**THE TASK**
Find the line that contains "Each instance of the green vegetated". Output it and every line after it to the end of the records, exactly as they appear.

**RAW DATA**
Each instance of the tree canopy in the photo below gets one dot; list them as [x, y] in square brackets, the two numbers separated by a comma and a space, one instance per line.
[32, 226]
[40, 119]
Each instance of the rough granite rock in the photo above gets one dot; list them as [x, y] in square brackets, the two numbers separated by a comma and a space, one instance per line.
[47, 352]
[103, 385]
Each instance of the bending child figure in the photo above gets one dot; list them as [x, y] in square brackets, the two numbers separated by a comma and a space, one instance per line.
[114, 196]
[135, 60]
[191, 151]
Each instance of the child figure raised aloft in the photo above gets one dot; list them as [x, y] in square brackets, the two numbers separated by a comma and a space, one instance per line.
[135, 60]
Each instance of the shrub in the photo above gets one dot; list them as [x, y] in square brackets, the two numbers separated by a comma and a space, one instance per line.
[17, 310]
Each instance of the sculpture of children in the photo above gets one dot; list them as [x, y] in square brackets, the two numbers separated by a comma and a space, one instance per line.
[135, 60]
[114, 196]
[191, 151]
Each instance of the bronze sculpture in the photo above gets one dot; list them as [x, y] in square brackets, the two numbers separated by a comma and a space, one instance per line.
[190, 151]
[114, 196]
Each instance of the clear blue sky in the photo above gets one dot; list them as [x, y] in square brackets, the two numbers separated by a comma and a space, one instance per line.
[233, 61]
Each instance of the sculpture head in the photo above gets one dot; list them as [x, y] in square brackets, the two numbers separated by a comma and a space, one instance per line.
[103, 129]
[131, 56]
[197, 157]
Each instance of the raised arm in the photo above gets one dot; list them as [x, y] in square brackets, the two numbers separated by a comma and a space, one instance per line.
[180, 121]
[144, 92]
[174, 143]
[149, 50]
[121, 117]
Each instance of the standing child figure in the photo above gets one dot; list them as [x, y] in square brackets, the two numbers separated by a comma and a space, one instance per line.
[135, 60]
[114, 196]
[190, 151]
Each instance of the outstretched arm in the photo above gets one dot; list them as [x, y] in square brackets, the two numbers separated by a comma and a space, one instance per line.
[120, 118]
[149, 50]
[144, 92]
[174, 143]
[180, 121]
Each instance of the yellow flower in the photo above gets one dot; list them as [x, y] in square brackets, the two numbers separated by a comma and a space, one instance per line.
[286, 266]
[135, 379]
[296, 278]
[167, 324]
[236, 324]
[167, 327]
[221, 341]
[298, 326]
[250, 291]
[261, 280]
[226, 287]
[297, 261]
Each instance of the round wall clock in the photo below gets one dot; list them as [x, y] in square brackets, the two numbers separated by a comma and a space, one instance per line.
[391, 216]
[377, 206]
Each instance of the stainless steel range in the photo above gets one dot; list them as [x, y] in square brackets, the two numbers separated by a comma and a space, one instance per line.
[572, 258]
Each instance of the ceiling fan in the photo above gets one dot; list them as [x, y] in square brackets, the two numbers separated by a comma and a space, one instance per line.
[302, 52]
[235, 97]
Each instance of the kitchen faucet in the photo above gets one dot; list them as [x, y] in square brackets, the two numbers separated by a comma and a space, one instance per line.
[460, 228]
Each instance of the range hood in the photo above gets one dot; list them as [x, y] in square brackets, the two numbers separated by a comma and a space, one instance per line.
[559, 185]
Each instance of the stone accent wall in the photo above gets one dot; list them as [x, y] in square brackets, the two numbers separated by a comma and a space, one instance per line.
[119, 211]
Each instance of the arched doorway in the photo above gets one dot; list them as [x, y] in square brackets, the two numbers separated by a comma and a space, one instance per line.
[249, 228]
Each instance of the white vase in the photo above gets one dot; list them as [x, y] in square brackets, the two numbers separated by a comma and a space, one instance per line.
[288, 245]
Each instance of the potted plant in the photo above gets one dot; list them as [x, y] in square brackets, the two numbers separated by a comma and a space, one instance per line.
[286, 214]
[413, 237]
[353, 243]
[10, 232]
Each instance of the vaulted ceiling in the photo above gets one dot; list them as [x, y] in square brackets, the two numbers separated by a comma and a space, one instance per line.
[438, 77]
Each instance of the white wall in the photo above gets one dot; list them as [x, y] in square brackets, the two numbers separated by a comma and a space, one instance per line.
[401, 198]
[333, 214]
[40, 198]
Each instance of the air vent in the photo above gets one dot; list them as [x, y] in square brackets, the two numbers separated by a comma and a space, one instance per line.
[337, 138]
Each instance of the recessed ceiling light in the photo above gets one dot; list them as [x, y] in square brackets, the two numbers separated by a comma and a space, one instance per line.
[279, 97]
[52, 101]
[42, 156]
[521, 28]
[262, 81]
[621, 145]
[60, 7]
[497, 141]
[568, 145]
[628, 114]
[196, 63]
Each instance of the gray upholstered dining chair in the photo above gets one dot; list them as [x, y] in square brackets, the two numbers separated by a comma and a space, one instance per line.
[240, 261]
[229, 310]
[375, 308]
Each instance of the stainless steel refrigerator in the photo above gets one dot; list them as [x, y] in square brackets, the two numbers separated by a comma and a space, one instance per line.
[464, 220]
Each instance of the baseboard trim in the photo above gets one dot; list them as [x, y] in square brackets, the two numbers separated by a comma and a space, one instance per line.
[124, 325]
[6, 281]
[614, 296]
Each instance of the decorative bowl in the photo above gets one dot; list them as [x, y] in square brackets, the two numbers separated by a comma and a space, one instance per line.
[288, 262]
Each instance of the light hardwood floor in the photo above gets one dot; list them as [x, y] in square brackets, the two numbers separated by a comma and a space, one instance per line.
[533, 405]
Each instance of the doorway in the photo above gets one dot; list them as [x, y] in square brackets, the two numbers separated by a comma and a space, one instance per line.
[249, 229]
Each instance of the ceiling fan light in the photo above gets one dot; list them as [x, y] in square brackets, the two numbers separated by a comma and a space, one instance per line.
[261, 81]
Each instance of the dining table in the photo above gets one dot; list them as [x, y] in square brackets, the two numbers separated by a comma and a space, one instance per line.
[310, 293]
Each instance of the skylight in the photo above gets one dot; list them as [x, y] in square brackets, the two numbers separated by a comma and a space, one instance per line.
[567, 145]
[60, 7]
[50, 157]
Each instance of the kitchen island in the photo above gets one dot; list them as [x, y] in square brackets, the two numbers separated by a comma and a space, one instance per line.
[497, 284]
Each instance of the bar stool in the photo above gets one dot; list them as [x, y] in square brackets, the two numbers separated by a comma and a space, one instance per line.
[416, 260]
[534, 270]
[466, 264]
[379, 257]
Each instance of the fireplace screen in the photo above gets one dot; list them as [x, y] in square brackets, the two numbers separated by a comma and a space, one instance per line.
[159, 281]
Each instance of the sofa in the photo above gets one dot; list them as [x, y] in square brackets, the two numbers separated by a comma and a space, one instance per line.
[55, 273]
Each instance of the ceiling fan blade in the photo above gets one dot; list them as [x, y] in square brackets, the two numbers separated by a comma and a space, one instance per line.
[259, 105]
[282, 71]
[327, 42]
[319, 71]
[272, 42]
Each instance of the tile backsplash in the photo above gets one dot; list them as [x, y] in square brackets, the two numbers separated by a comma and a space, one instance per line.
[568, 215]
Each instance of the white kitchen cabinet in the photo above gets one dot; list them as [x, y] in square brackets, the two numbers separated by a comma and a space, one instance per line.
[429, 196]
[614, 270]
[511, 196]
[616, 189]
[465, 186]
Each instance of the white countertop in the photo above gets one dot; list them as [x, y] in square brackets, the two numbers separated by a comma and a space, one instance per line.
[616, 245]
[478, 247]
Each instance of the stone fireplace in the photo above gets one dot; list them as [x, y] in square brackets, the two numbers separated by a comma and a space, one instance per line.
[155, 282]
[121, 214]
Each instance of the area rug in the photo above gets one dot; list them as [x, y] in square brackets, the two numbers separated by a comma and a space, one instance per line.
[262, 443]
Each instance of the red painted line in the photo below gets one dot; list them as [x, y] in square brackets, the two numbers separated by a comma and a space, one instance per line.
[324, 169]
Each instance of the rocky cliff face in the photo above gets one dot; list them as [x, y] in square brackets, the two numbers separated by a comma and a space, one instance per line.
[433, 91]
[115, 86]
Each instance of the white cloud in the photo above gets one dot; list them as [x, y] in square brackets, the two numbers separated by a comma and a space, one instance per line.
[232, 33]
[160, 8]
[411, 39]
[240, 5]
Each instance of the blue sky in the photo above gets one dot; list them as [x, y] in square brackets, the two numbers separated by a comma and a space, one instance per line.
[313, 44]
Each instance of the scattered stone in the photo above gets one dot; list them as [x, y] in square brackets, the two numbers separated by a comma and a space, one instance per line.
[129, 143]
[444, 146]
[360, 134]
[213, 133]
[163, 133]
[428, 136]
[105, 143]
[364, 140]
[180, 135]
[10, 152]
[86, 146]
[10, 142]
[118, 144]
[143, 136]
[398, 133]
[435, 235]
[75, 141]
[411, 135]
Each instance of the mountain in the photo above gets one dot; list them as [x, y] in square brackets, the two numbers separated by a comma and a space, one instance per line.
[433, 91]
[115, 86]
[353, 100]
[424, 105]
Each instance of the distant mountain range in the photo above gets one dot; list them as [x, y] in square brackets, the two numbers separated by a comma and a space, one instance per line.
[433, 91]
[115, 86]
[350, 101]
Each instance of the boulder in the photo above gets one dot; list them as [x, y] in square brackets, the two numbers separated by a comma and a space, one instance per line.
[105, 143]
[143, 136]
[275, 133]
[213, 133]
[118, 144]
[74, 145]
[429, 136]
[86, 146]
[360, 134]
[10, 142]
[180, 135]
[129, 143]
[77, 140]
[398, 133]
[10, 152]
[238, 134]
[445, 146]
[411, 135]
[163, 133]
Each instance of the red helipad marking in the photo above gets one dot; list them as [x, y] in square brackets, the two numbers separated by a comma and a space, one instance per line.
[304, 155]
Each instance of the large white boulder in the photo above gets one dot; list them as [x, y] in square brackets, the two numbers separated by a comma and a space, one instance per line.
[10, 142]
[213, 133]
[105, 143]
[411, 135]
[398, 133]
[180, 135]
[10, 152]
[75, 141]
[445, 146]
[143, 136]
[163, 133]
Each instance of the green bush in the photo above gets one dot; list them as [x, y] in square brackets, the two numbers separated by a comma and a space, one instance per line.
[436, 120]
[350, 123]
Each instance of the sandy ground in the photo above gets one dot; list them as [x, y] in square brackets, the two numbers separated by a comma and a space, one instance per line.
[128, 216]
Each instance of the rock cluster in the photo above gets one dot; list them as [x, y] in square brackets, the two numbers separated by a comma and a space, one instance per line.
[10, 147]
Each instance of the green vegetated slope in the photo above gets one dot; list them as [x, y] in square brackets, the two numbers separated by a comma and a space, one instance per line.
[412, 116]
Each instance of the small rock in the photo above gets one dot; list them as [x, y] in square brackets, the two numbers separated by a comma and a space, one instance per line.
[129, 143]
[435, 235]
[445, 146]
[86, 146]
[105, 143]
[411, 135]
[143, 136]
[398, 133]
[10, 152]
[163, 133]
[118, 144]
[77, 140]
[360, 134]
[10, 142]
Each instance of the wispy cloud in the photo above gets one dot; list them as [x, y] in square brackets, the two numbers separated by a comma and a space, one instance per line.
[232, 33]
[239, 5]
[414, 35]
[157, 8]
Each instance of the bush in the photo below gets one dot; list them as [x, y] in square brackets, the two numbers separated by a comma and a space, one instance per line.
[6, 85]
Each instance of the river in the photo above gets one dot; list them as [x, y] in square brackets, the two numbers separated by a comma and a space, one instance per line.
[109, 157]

**ANSWER SPACE**
Each instance of the green vegetated slope in the photo above gets one dot; list them as [x, y] in square brackets, the two numbers separated by a comma and a space, one instance per line.
[412, 116]
Each instance of the small rock in the photo above gets one dot; list them as [x, y] in square brackets, the two numbers separated by a comma and a space, one instance per line.
[129, 143]
[435, 235]
[445, 146]
[86, 146]
[105, 143]
[411, 135]
[143, 136]
[398, 133]
[10, 152]
[163, 133]
[118, 144]
[77, 140]
[360, 134]
[10, 142]
Each instance of the wispy cloud in the photo above gets one dot; list them as [x, y] in square brackets, the two numbers separated by a comma and a space, one instance per line.
[232, 33]
[239, 5]
[414, 35]
[157, 8]
Each instance of the bush in the photo below gets one dot; list them as [x, y] in square brackets, the two numbers separated by a comma and a space, one instance per line.
[6, 85]
Each instance of the river in the photo above gets one dot; list them as [x, y] in square brackets, the two numbers separated by a comma and a space, one instance per line.
[109, 157]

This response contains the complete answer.